• _課題について_: チェット・ベイカーと映画『レッツ・ゲット・ロスト』についての文章を、最後の文の後から書き継いでください。

• _提示文_:

━━━━━━━━━━━━━━━━

チェット・ベイカーは何度でもよみがえる 『レッツ・ゲット・ロスト』を今観る意義

チェット・ベイカーは、何度でもよみがえる。あるときは、ジャズ黄金期における稀有な白人トランペッターとして。あるいは、時代を超えて人々を魅了するスイートな歌声を持つジャズシンガーとして。またあるときは、思春期の少年少女たちがいつの時代も憧れずにはいられない「ヴァルネラビリティ」――「傷つきやすさ」や「脆さ」、そしてそれが放つ「美しさ」の象徴として。1988年に写真家ブルース・ウェーバーが監督して発表した、チェット・ベイカーのドキュメンタリー映画『レッツ・ゲット・ロスト』の4Kレストア版が、11月21日より日本で公開される。第45回ヴェネチア国際映画祭で批評家賞を受賞し、翌年の第61回アカデミー賞では長編ドキュメンタリー賞にノミネートされた秀作だ。
1950年代のウエストコースト・ジャズを代表するアーティストのひとりである、チェット・ベイカー。ジェリー・マリガンのピアノレス・カルテットに参加して一躍注目を集めたこの若きトランペッターは、哀愁を帯びたソフトな歌声でも人々を魅了した。ジェームズ・ディーンを彷彿とさせる甘いマスクとスラリとした容姿も相まって、1950年代半ばにはマイルス・デイヴィスを凌ぐ人気を誇っていたジャズマンだ(1956年のアルバム『チェット・ベイカー・シングス』は、今なおジャズの名盤として聴き継がれている)。しかし、当時の多くのジャズマンと同様に、チェットもまた重度の薬物依存に苦しみ、本国アメリカやイタリアなどでたびたび逮捕された。1970年代には薬物絡みのトラブルで前歯を折られ、演奏活動を一時中断するなど、毀誉褒貶の激しい人物でもあった。

━━━━━━━━━━━━━━━━

• _確認用資料_:

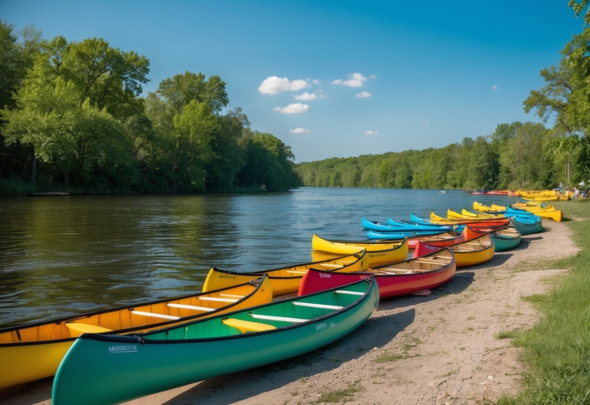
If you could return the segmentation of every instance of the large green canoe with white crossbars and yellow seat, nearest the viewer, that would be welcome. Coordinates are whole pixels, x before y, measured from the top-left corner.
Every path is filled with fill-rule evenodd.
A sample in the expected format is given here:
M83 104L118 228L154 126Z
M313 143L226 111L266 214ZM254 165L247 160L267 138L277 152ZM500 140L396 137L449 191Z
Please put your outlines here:
M55 374L53 404L121 403L296 357L345 337L378 303L369 276L160 331L84 334Z

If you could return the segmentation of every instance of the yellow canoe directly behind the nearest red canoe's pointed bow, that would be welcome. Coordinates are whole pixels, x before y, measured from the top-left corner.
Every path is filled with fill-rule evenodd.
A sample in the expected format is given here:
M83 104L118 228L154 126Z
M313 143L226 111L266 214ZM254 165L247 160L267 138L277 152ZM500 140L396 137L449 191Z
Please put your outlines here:
M273 295L280 296L294 294L299 289L301 278L310 268L322 270L339 270L342 272L358 272L369 267L369 258L366 250L361 249L353 254L334 257L330 255L322 260L309 263L293 264L292 266L279 267L277 269L256 270L254 272L233 272L212 267L203 283L203 291L216 290L248 280L257 279L267 274L273 285Z

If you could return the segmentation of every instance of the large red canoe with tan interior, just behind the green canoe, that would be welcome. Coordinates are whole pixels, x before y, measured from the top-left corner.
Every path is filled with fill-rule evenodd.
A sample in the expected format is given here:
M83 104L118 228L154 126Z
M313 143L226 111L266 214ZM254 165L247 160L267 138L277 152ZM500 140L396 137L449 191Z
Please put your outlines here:
M455 270L457 270L455 257L448 249L428 256L376 267L369 272L336 273L310 269L301 280L298 295L334 288L373 274L379 286L381 299L392 298L437 288L453 279Z

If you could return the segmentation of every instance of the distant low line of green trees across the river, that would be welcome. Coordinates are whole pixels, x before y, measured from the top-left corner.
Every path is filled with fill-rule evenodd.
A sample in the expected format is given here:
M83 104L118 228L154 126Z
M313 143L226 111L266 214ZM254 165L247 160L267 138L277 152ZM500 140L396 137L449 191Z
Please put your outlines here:
M297 164L303 184L316 187L552 188L581 181L579 149L563 149L564 136L540 123L498 125L477 139L440 149L333 158ZM572 161L569 174L566 161Z

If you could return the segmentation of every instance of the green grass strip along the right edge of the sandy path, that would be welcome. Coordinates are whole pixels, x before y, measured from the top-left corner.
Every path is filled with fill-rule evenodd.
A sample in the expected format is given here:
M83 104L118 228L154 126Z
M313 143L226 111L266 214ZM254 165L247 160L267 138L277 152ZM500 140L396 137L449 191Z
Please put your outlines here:
M514 335L513 344L523 348L523 386L500 397L499 405L590 403L590 203L568 201L558 208L566 218L585 218L567 223L581 252L558 262L572 269L563 283L526 298L542 317Z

━━━━━━━━━━━━━━━━

• _記述回答_:
1980年代、カルバン・クラインの下着広告などで世界的なトップフォトグラファーとなったブルース・ウェーバーが、10代の頃から彼のアイコンのひとりであったチェット・ベイカー本人と出会ったのは、1986年の冬のニューヨークだったという。顔に深く刻まれた皺により、かつての甘いマスクは失われたものの、哀愁を増したトランペットの響きと、変わらぬ美声を持った「生きる伝説」として、チェットが再び精力的に演奏活動を行っていた頃だ(1987年には来日公演も行った)。そこでウェーバーは、「被写体」としてのチェットの魅力に改めて惹かれ、彼に密着してドキュメンタリー映画を撮ることを提案し、チェットの了解を得た。こうして生まれたのが、本作『レッツ・ゲット・ロスト』である。
1987年、カリフォルニア州サンタモニカのビーチで、仲間たちと陽気にはしゃぐ50代後半のチェットを捉えた美しいモノクロ映像で幕を開ける本作は、主に3つのパートを横断しながら進行していく。ひとつは、翌1988年にオランダ・アムステルダムのホテルの窓から転落死することになる、彼の最晩年のスケッチと、彼自身への貴重なインタビュー。ふたつ目は、母親を含む彼と関係のあった女性たちや、彼の音楽に魅了された人々の証言(アルバムのジャケットなどでチェットの写真を撮り続けてきたウィリアム・クラクストンも登場する)。そしてもうひとつは、1950年代、彼が最も輝いていた頃のフッテージ――テレビ出演や演奏中の貴重な映像だ。
写真家ならではの審美眼で捉えられたコントラストの強いモノクロームで統一された映像は、幾度となく時代を行き来しながら、チェットの甘い歌声に乗せて、シームレスに繋がれてゆく。だが、それらの豊富な映像が、必ずしもひとつの「像」を結ばないところにこそ、この映画のユニークさがあるのだった。チェット・ベイカーとは、果たして何者だったのか? 過去の映像、関係者の証言、そして本人へのインタビューを重ねながらも、監督ウェーバーは、必ずしもその「答え」を観客に明示しようとはしない。そう、この映画は、よくあるミュージシャンの伝記映画のように、その人の人生を語りすぎることなく、むしろ語らないことによって、観る者の想像力を喚起するのだった。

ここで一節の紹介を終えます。